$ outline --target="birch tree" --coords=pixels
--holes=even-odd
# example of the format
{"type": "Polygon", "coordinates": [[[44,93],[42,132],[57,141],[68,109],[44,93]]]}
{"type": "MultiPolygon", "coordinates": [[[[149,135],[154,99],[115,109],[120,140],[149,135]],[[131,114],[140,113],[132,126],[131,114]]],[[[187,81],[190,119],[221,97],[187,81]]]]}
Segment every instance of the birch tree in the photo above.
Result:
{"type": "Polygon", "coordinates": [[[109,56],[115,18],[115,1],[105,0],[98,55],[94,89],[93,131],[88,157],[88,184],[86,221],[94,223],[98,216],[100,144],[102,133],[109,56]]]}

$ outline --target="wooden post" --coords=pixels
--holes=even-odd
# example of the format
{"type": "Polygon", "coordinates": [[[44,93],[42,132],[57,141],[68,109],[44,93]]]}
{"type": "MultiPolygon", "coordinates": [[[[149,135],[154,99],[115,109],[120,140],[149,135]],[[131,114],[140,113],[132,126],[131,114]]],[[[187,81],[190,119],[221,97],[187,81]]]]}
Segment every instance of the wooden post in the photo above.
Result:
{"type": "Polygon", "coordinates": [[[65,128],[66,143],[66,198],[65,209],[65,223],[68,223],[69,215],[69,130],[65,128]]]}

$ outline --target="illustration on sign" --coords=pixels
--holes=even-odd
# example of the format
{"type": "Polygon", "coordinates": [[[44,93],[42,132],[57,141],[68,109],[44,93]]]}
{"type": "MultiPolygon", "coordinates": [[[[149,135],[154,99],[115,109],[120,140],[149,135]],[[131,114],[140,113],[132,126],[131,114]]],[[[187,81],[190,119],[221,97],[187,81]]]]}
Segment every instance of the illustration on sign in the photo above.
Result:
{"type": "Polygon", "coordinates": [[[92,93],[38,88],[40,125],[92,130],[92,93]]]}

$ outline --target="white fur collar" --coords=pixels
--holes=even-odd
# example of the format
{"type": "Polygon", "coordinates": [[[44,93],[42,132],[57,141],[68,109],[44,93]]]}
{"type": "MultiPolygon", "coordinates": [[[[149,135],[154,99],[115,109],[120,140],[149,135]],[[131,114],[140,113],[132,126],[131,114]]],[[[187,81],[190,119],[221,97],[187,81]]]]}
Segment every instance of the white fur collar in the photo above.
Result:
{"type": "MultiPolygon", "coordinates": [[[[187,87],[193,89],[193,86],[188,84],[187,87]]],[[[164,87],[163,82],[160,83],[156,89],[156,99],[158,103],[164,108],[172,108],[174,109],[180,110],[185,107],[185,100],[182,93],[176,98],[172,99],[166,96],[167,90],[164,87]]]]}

| GIVEN REQUEST |
How many lines in the records above contain the string "white"? Reply with the count alone.

| OUTPUT FOR THIS TASK |
2